### The task
Could you output, word for word, only the lines from the line with "Point to the pink cloud, one" to the end of the entries, including both ends? Omit the pictures.

(Exercise input)

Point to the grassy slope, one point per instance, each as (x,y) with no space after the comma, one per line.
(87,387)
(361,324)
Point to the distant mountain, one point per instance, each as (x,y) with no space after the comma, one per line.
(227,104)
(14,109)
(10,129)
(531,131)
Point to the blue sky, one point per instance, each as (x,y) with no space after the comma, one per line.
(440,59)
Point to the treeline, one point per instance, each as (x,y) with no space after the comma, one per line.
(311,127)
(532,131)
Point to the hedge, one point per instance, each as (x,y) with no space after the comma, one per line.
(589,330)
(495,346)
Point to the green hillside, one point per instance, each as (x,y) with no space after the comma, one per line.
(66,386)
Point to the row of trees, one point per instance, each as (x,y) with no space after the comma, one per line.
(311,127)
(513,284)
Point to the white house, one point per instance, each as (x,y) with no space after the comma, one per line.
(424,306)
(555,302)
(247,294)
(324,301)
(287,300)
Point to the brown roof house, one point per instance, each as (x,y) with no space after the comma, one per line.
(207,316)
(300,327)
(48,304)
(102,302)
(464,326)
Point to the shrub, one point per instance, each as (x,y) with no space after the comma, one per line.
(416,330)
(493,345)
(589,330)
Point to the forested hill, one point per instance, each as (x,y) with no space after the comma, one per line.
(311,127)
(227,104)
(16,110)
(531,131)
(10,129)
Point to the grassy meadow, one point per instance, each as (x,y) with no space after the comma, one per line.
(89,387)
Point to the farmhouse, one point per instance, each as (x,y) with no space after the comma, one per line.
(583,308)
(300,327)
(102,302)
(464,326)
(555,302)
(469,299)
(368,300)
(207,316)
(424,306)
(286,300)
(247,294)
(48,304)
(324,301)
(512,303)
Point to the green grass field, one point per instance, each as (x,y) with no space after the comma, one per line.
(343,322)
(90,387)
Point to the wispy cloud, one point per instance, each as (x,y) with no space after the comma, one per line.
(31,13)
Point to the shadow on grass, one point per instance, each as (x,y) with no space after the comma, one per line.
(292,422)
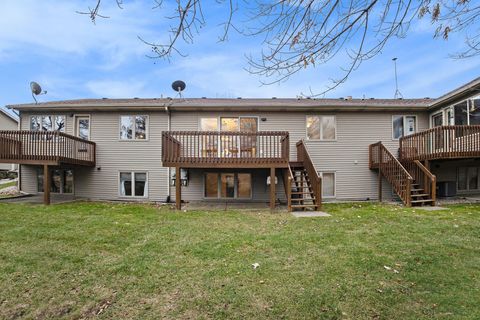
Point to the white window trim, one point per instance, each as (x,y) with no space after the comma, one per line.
(452,106)
(321,129)
(219,121)
(404,126)
(132,172)
(334,184)
(468,180)
(75,127)
(133,136)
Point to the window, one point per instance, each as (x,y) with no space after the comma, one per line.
(133,127)
(475,111)
(61,181)
(133,184)
(211,185)
(461,113)
(321,127)
(328,184)
(403,126)
(228,185)
(468,178)
(83,127)
(47,123)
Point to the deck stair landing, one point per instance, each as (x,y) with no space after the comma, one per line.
(303,196)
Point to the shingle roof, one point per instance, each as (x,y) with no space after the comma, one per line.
(210,103)
(468,88)
(8,115)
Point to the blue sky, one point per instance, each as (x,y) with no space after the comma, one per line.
(47,41)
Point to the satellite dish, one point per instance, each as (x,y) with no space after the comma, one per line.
(36,90)
(178,86)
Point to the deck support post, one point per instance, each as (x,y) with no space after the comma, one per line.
(380,160)
(178,189)
(272,188)
(46,185)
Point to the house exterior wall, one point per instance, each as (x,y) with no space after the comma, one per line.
(7,123)
(347,156)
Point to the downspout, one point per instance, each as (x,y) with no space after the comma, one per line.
(19,171)
(168,171)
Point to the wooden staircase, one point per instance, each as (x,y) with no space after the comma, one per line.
(412,181)
(301,189)
(303,184)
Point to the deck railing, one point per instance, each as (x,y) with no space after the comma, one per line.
(45,147)
(316,181)
(395,173)
(445,142)
(198,148)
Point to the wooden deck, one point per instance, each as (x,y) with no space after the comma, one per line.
(446,142)
(45,148)
(199,149)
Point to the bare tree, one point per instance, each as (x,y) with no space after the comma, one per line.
(300,34)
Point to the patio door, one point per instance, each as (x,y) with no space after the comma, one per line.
(82,127)
(229,143)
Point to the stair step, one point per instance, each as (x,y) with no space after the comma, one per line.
(296,164)
(304,205)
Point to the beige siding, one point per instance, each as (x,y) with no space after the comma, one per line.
(260,191)
(114,156)
(347,156)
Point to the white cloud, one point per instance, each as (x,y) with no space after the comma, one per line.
(118,88)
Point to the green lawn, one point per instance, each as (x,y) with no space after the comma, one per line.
(116,261)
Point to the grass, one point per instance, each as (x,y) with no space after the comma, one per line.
(112,261)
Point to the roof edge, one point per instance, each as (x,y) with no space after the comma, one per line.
(9,115)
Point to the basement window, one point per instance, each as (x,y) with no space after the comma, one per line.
(321,128)
(328,184)
(403,126)
(133,184)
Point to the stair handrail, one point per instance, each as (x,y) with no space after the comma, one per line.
(304,156)
(287,182)
(397,175)
(424,177)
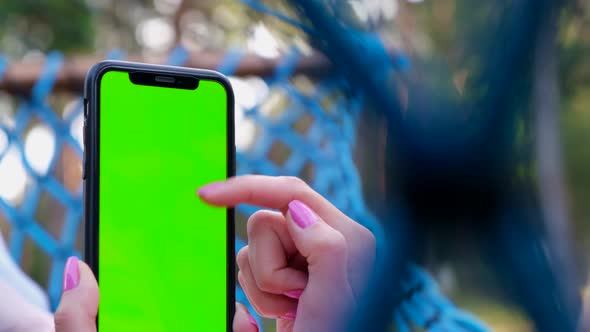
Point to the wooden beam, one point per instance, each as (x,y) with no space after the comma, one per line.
(20,77)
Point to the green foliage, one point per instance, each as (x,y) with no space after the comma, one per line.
(66,25)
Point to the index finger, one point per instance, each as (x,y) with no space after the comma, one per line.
(272,192)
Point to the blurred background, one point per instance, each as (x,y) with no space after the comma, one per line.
(296,113)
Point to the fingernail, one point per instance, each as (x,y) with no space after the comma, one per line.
(253,321)
(209,188)
(71,274)
(289,316)
(294,294)
(302,214)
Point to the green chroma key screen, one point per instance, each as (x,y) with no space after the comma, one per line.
(162,252)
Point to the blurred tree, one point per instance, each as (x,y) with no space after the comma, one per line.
(25,25)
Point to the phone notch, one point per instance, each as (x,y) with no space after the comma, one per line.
(167,81)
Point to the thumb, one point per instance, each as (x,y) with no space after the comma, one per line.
(79,301)
(243,321)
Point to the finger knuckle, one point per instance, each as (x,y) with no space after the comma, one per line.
(257,222)
(333,242)
(242,257)
(267,282)
(63,316)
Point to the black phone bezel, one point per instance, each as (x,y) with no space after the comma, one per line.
(91,158)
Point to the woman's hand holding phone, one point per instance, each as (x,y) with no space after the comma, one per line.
(79,303)
(305,265)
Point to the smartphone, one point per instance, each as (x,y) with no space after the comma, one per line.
(153,134)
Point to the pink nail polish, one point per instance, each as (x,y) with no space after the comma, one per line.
(209,188)
(294,294)
(253,322)
(71,274)
(302,214)
(289,316)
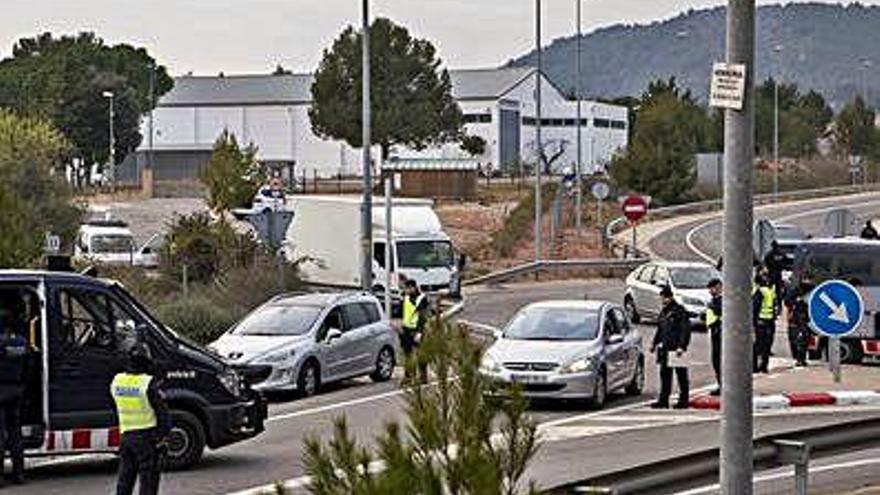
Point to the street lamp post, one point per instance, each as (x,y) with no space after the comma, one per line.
(112,164)
(578,164)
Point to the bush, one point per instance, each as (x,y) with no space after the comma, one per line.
(200,319)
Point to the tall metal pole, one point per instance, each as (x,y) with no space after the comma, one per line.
(775,141)
(367,203)
(737,421)
(539,147)
(579,192)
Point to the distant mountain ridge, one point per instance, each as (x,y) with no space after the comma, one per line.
(833,49)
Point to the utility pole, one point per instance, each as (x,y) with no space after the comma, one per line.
(367,203)
(539,148)
(737,420)
(579,192)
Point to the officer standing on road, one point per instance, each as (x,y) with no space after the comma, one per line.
(673,336)
(13,353)
(764,310)
(799,324)
(415,317)
(713,324)
(143,422)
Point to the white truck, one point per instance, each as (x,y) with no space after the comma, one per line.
(325,235)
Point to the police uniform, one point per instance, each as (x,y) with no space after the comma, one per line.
(143,423)
(764,308)
(713,323)
(413,322)
(13,353)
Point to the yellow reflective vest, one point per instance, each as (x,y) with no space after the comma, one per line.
(132,403)
(411,312)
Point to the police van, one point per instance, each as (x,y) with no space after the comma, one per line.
(858,262)
(79,329)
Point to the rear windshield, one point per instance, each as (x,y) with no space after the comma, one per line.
(855,266)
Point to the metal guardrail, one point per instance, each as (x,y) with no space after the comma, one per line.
(551,265)
(620,224)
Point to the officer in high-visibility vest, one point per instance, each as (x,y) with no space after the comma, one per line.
(143,423)
(713,324)
(415,316)
(764,311)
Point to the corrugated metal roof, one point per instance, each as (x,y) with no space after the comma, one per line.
(239,90)
(290,89)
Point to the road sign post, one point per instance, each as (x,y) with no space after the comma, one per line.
(634,209)
(836,310)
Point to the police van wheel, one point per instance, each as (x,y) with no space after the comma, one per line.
(186,441)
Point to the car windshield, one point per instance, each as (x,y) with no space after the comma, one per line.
(279,319)
(693,277)
(553,324)
(112,243)
(425,254)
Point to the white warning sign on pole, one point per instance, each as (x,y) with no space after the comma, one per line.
(728,89)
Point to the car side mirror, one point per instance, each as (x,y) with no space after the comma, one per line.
(333,334)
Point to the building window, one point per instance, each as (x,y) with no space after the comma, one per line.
(477,118)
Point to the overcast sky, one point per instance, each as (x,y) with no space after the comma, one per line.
(246,36)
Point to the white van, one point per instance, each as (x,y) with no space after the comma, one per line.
(325,232)
(110,242)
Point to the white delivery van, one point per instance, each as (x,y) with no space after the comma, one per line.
(325,234)
(111,242)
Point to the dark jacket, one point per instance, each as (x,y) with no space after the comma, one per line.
(673,331)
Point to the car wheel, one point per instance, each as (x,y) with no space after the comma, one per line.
(309,380)
(637,385)
(600,393)
(630,306)
(384,365)
(186,441)
(850,352)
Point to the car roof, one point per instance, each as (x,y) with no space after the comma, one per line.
(587,304)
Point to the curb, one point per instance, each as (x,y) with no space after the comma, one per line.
(797,399)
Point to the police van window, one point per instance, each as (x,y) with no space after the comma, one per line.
(91,320)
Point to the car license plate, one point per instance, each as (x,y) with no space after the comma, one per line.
(521,378)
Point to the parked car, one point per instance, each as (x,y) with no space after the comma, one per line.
(301,342)
(568,350)
(687,280)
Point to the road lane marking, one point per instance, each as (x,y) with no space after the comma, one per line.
(788,473)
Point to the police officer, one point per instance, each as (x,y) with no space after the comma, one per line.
(415,317)
(713,324)
(143,423)
(673,336)
(799,324)
(13,352)
(764,311)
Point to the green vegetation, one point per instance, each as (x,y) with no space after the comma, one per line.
(411,95)
(62,80)
(34,200)
(233,176)
(449,443)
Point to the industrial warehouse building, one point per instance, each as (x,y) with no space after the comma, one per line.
(271,112)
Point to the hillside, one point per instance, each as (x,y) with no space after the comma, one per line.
(824,48)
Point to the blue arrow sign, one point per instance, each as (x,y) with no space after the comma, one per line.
(836,308)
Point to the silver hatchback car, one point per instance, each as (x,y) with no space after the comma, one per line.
(297,343)
(568,350)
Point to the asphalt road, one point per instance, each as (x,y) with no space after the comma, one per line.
(700,239)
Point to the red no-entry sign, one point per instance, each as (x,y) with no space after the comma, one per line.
(634,208)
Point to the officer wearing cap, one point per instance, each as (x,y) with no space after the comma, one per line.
(143,423)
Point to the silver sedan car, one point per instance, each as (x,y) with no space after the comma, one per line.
(568,350)
(298,343)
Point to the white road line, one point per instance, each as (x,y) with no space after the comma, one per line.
(788,473)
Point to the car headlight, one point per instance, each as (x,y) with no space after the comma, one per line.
(490,365)
(692,301)
(578,366)
(231,382)
(277,356)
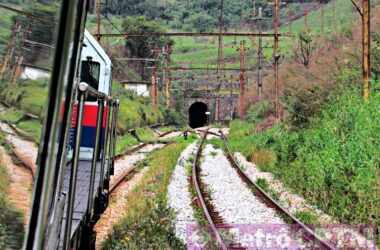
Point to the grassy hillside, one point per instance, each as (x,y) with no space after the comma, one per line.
(335,157)
(329,136)
(31,96)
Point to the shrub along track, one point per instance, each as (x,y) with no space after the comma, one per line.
(127,175)
(214,219)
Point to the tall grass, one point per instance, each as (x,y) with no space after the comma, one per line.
(11,220)
(148,223)
(334,163)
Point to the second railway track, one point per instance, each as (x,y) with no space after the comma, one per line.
(215,220)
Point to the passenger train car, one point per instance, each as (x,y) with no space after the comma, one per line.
(96,70)
(76,151)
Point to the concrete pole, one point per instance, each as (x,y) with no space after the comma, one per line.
(366,36)
(276,57)
(322,18)
(242,80)
(260,58)
(154,88)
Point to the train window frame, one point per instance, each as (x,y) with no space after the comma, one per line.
(94,72)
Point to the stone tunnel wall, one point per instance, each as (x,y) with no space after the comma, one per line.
(228,107)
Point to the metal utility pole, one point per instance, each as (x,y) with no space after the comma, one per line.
(154,90)
(242,80)
(276,57)
(365,12)
(366,48)
(220,39)
(306,13)
(10,51)
(167,74)
(260,58)
(323,18)
(98,19)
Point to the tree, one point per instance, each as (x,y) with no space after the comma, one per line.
(375,52)
(305,48)
(142,47)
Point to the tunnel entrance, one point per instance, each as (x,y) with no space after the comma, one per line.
(197,115)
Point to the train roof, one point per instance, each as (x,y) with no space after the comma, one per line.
(88,38)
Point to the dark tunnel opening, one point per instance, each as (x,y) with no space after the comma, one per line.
(197,115)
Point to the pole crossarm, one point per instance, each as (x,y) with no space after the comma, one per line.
(135,82)
(205,68)
(134,35)
(25,13)
(357,7)
(136,59)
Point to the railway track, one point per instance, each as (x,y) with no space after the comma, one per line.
(214,220)
(140,146)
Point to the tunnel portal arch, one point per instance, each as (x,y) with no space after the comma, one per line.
(198,114)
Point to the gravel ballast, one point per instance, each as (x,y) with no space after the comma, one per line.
(237,204)
(179,197)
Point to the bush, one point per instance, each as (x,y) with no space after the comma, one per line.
(258,111)
(11,221)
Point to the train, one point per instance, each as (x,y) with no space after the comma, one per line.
(77,147)
(96,70)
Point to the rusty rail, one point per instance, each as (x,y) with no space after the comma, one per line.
(131,171)
(200,196)
(311,235)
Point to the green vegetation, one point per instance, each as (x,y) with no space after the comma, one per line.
(148,222)
(27,95)
(11,221)
(124,142)
(335,156)
(307,217)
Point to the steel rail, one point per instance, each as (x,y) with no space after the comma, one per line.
(324,244)
(206,211)
(130,171)
(140,146)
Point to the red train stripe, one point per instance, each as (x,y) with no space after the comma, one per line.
(90,116)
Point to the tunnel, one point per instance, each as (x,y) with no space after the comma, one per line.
(197,115)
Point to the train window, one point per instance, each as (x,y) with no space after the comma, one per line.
(90,73)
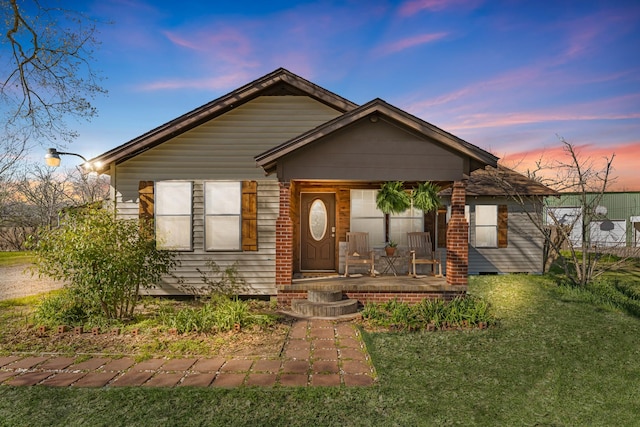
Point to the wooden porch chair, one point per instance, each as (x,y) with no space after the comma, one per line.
(358,251)
(421,252)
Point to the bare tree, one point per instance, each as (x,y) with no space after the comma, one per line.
(567,231)
(86,187)
(45,75)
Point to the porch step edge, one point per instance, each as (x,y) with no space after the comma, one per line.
(324,296)
(324,309)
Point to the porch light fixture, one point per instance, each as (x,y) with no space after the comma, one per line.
(52,158)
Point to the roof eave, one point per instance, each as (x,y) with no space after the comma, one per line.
(217,107)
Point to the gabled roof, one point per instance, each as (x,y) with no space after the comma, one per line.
(376,109)
(279,82)
(502,181)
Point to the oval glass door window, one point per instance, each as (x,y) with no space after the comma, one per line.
(318,219)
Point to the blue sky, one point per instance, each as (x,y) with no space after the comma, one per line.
(509,76)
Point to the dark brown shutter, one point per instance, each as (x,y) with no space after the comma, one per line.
(503,226)
(145,195)
(249,216)
(442,228)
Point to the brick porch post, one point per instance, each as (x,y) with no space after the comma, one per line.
(284,238)
(457,238)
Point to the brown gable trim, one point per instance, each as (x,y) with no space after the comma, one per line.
(375,110)
(279,82)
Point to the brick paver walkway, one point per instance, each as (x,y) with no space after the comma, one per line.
(316,353)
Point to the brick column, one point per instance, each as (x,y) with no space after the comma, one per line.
(284,238)
(457,238)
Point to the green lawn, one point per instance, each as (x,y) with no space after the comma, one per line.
(553,359)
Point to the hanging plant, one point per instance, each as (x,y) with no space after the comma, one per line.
(392,198)
(425,197)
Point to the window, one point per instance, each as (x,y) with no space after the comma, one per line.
(400,224)
(365,216)
(486,226)
(173,215)
(223,219)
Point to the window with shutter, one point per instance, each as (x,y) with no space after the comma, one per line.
(249,216)
(503,226)
(173,215)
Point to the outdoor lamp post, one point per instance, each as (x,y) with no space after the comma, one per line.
(52,158)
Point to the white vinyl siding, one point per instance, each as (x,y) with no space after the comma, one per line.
(408,221)
(366,217)
(218,150)
(173,215)
(223,227)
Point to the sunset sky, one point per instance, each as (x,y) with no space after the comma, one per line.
(509,76)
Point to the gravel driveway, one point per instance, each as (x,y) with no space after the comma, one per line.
(15,282)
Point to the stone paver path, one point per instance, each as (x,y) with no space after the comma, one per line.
(316,353)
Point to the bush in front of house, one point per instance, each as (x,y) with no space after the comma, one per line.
(467,312)
(216,314)
(103,260)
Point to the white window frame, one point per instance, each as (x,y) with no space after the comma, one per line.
(223,215)
(173,214)
(415,219)
(486,226)
(371,220)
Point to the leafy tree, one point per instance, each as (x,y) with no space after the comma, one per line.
(103,259)
(45,74)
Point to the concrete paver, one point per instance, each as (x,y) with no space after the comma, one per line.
(91,364)
(5,360)
(29,378)
(316,353)
(119,364)
(132,378)
(149,365)
(95,379)
(261,380)
(229,380)
(57,363)
(236,365)
(329,380)
(267,366)
(27,362)
(208,365)
(63,379)
(165,379)
(178,364)
(198,380)
(293,380)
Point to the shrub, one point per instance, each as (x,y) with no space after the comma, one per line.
(104,260)
(460,312)
(219,314)
(61,308)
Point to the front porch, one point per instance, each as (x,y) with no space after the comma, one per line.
(374,289)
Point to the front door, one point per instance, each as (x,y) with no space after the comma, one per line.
(318,231)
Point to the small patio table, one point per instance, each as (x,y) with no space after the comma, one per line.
(390,264)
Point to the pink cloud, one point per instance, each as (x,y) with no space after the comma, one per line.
(410,42)
(624,176)
(217,83)
(413,7)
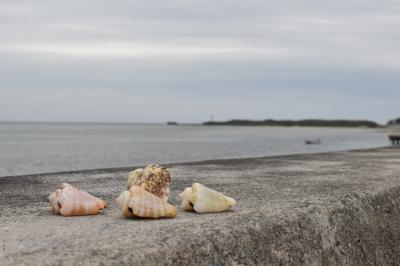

(End Exercise input)

### Finished exercise
Point to the pink cloud, one point per instance, each as (x,y) with no space after the comma, one per line.
(410,42)
(624,176)
(217,83)
(413,7)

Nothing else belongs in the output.